In the listing below, look for "wooden" and copy every line that has it.
>>>
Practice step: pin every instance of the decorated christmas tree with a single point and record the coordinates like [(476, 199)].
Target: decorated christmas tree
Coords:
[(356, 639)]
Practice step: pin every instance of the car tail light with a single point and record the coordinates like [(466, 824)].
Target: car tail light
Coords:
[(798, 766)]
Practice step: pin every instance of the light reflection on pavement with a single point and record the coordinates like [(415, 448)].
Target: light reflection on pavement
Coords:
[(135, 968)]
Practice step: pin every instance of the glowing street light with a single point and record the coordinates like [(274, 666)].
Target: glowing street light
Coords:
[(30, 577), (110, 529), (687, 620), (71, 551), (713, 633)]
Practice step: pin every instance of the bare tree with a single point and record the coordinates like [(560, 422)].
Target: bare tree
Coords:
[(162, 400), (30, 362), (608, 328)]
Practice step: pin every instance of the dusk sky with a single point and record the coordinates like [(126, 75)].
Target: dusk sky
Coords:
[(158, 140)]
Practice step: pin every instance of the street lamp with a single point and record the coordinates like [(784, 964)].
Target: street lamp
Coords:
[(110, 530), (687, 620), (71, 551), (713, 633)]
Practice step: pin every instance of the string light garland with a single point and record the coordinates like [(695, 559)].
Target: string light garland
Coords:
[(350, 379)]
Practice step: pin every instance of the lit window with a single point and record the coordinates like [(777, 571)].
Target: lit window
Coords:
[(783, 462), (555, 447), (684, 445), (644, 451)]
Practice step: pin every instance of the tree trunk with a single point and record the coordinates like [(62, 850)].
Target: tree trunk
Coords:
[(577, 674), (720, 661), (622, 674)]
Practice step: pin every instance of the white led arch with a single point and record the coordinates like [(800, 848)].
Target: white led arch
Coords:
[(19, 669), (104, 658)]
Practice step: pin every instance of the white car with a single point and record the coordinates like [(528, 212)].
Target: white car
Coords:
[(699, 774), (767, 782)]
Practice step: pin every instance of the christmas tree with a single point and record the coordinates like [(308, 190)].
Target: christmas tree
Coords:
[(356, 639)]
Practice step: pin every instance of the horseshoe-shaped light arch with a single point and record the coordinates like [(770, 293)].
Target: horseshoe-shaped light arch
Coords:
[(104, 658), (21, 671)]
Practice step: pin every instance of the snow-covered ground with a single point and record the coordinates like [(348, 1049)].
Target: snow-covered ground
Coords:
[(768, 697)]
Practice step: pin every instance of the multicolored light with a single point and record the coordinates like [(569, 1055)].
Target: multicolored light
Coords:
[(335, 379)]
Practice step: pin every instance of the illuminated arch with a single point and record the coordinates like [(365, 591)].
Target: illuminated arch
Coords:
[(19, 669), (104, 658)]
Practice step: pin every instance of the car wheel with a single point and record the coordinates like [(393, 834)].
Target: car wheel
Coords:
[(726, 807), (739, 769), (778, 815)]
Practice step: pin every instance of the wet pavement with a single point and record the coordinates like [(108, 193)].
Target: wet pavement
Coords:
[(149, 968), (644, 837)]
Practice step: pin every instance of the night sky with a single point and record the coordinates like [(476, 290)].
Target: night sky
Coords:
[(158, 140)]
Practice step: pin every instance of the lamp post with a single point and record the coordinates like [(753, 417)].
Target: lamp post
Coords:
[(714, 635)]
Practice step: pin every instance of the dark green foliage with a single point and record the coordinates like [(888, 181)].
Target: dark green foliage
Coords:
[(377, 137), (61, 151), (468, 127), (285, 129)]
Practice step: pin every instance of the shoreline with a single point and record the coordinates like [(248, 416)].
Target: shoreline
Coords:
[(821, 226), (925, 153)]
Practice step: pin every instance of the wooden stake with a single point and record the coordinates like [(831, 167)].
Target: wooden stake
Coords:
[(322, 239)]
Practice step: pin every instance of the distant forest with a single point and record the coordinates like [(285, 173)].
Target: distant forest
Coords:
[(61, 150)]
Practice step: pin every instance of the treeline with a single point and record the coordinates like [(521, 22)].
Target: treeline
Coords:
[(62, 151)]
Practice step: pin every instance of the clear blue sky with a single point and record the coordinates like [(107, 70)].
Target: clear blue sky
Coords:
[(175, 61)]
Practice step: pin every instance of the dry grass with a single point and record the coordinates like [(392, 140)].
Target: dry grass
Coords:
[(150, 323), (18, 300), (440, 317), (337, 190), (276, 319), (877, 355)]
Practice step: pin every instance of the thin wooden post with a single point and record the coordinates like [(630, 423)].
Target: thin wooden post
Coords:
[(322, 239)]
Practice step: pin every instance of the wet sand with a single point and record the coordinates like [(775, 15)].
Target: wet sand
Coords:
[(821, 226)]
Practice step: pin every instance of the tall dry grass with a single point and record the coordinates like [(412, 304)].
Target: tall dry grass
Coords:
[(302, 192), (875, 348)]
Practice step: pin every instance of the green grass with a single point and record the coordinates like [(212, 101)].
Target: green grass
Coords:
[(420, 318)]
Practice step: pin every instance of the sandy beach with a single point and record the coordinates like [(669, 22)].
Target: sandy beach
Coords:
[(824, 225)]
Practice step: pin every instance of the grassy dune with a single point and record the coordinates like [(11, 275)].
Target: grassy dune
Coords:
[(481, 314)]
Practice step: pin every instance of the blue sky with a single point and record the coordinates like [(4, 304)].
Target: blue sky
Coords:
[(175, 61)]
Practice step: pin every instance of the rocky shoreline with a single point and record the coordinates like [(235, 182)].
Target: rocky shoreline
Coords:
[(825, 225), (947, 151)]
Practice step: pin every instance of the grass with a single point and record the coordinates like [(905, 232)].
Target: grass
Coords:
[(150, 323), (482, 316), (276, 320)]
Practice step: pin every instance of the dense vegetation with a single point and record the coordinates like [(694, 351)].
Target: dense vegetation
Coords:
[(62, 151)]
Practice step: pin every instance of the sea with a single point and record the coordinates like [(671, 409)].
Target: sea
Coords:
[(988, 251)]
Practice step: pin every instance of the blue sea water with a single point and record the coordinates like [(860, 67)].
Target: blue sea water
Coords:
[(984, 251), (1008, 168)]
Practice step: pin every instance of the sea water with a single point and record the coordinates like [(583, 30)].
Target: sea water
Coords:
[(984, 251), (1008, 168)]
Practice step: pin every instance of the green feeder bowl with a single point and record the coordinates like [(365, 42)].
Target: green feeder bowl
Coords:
<<<
→ Exercise answer:
Practice step: pin every instance of the wooden stake with a single point and record the coordinates like [(831, 167)].
Target: wooden stake
Practice step: pin every instance of the thin wooden post with a single point and record the coordinates like [(630, 423)].
Target: thin wooden post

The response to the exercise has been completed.